__PASSAGE GIVEN__.
[start]

THE LIBERAL-REGRESSIVE MODERN AGE
By Oliver Nachtweg
[This article published in July 2011 is translated from the German on the Internet, http://www.blaetter.de/archiv/jahrgaenge/2011/juli/die-liberal-regressive-modern?print
. Oliver Nachtweg is an author and co-worker in economic sociology at the University of Trier active in social movements and globalization criticism.]
Like the 1989/1990 revolutions in Eastern Europe, no one in the West saw the Arab revolutions coming. Anthony Giddens, the most respected social-democratic theoretician of the last 30 years, recently described Gaddafi’s regime as a one-party system that “was not especially repressive and said the dictator was very popular. Gaddafi’s son studied at the London School of Economics where Giddens was president until 2003 and received a considerable gift when his study ended.
The real cause of this blindness lies much deeper. In politics and political science, people largely agreed since the alleged “end of history” (Francis Fukuyama) that revolts and revolutions belong to the past. When a revolution happens, it appears every time as a “black swan,” the unforeseen exception to the rule. 
The Harvard scholar Adam K. Webb criticized the doctrine of the disappearance of revolution in 2006.  In his opinion, those processes that make a national revolution unlikely – namely globalization, the triumphant procession of democracy, the interdependent international system of states and the formation of supra-national institutions – also make a regional or global revolutionary crisis improbable.
Webb who is not a leftist also did not see any immediate revolutionary situation for the developed market economies. In his scenario, the global financial crisis did not occur. However the structural change of democracy to “market-serving governance” and the growing power of supra-national institutions (like the International Monetary Fund and the World Trade Organization) were signs of future revolts.

[end]

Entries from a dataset
[start]

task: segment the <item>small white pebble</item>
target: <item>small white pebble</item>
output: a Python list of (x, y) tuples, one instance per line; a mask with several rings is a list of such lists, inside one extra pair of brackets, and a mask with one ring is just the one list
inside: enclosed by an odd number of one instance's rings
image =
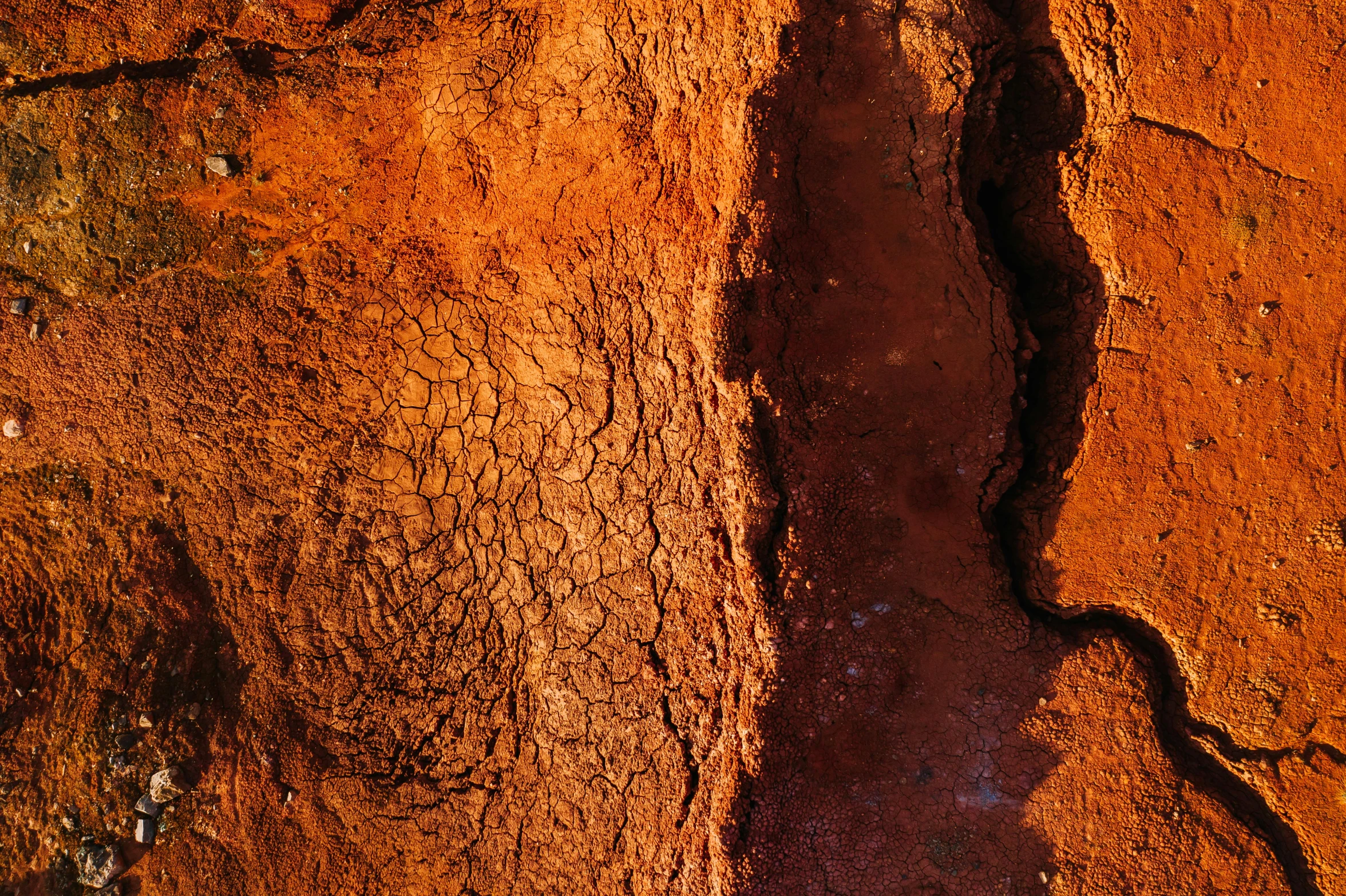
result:
[(223, 156), (206, 156), (206, 167), (221, 178), (234, 176), (234, 167)]

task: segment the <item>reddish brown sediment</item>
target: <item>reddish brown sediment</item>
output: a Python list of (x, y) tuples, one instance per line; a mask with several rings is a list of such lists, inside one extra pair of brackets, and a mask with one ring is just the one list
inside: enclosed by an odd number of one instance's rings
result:
[(0, 19), (0, 892), (1343, 892), (1329, 12)]

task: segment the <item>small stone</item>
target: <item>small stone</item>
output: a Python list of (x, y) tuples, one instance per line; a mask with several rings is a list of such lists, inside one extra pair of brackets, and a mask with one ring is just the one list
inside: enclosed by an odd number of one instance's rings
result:
[(206, 156), (206, 167), (221, 178), (233, 178), (237, 174), (233, 163), (223, 156)]
[(81, 849), (77, 862), (79, 865), (79, 883), (85, 887), (106, 887), (127, 870), (127, 862), (116, 846)]
[(149, 795), (156, 803), (178, 799), (188, 790), (191, 790), (191, 784), (187, 783), (187, 774), (178, 766), (157, 771), (149, 779)]
[(159, 813), (164, 810), (163, 803), (156, 803), (155, 798), (149, 794), (143, 795), (136, 800), (136, 811), (141, 815), (149, 815), (151, 818), (159, 818)]

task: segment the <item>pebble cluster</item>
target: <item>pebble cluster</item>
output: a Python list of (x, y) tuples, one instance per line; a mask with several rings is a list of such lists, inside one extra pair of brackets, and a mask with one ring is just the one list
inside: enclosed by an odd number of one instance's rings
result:
[[(118, 745), (120, 741), (118, 741)], [(178, 766), (156, 771), (149, 778), (149, 791), (136, 800), (136, 842), (152, 846), (156, 822), (164, 806), (191, 790), (187, 774)], [(96, 896), (121, 896), (121, 883), (117, 880), (128, 865), (116, 844), (94, 844), (86, 841), (75, 854), (79, 866), (79, 883), (94, 891)]]

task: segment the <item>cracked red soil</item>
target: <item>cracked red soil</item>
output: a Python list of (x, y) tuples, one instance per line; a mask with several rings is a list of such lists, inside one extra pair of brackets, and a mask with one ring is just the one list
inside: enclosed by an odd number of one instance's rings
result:
[(0, 12), (4, 892), (1346, 892), (1339, 16)]

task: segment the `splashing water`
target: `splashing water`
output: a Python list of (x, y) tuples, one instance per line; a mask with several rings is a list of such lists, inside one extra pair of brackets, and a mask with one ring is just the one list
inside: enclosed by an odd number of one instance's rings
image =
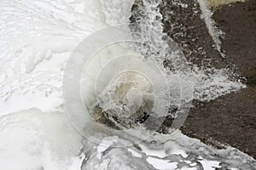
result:
[[(188, 103), (193, 99), (212, 100), (244, 88), (241, 83), (230, 81), (225, 70), (214, 70), (212, 74), (207, 74), (196, 67), (190, 68), (177, 44), (166, 40), (167, 36), (162, 33), (162, 16), (158, 8), (160, 2), (144, 0), (143, 3), (146, 8), (140, 10), (143, 16), (140, 18), (139, 15), (140, 24), (158, 31), (148, 40), (148, 30), (143, 30), (147, 27), (130, 29), (138, 29), (140, 41), (154, 46), (154, 49), (142, 45), (132, 46), (129, 49), (121, 45), (107, 48), (108, 53), (104, 54), (107, 57), (94, 60), (88, 70), (88, 75), (91, 76), (84, 77), (82, 81), (85, 103), (96, 106), (94, 97), (90, 95), (92, 91), (88, 87), (91, 84), (93, 87), (95, 76), (104, 66), (102, 61), (106, 59), (107, 61), (111, 60), (117, 51), (122, 54), (131, 51), (139, 52), (139, 54), (150, 53), (154, 65), (160, 67), (168, 83), (173, 86), (172, 94), (175, 96), (177, 93), (177, 96), (180, 96), (177, 90), (183, 89), (182, 99), (189, 100)], [(179, 131), (172, 135), (161, 135), (150, 130), (131, 128), (126, 132), (127, 134), (117, 133), (116, 136), (109, 136), (104, 131), (92, 128), (90, 134), (98, 138), (100, 143), (94, 144), (86, 139), (81, 143), (81, 136), (71, 127), (63, 111), (61, 90), (66, 64), (77, 45), (91, 33), (110, 25), (129, 23), (132, 4), (133, 1), (128, 0), (2, 1), (1, 169), (79, 169), (84, 157), (82, 169), (93, 169), (96, 166), (98, 169), (119, 169), (122, 164), (124, 169), (198, 169), (202, 167), (207, 168), (207, 166), (253, 169), (255, 167), (253, 158), (236, 149), (216, 150), (183, 135)], [(137, 37), (133, 38), (136, 40)], [(162, 63), (166, 60), (172, 64), (172, 71), (164, 68)], [(140, 62), (138, 67), (147, 68), (146, 61)], [(113, 67), (115, 66), (116, 63)], [(177, 77), (182, 83), (177, 83)], [(129, 84), (131, 80), (135, 82)], [(114, 86), (108, 93), (117, 99), (117, 105), (120, 101), (130, 101), (131, 107), (128, 105), (125, 110), (131, 111), (129, 109), (137, 107), (136, 104), (144, 102), (145, 105), (147, 99), (151, 100), (148, 93), (153, 89), (148, 82), (145, 77), (125, 73), (114, 79), (112, 83)], [(184, 90), (189, 82), (193, 82), (195, 87), (193, 98), (190, 98), (190, 91)], [(118, 90), (113, 90), (115, 88)], [(125, 95), (127, 94), (129, 95)], [(139, 97), (137, 94), (141, 94)], [(119, 99), (122, 96), (127, 98)], [(101, 99), (102, 109), (115, 110), (113, 105), (106, 105), (108, 99), (104, 95)], [(73, 110), (76, 111), (76, 109)], [(119, 114), (119, 111), (115, 110), (114, 113)], [(163, 112), (160, 114), (166, 116)], [(148, 138), (132, 146), (141, 136)], [(114, 148), (117, 144), (130, 147)], [(79, 150), (82, 147), (81, 154)], [(237, 162), (242, 163), (238, 165)]]

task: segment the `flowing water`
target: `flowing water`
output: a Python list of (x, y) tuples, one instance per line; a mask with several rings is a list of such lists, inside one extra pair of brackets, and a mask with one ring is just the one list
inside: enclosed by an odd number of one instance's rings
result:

[end]

Rewrite the stretch of the article on the liberal-regressive modern age from "THE LIBERAL-REGRESSIVE MODERN" through "his study ended.", changing every "Gaddafi" to "Qaddafi".

__TASK OUTPUT__.
THE LIBERAL-REGRESSIVE MODERN AGE
By Oliver Nachtweg
[This article published in July 2011 is translated from the German on the Internet, http://www.blaetter.de/archiv/jahrgaenge/2011/juli/die-liberal-regressive-modern?print
. Oliver Nachtweg is an author and co-worker in economic sociology at the University of Trier active in social movements and globalization criticism.]
Like the 1989/1990 revolutions in Eastern Europe, no one in the West saw the Arab revolutions coming. Anthony Giddens, the most respected social-democratic theoretician of the last 30 years, recently described Qaddafi’s regime as a one-party system that “was not especially repressive and said the dictator was very popular. Qaddafi’s son studied at the London School of Economics where Giddens was president until 2003 and received a considerable gift when his study ended.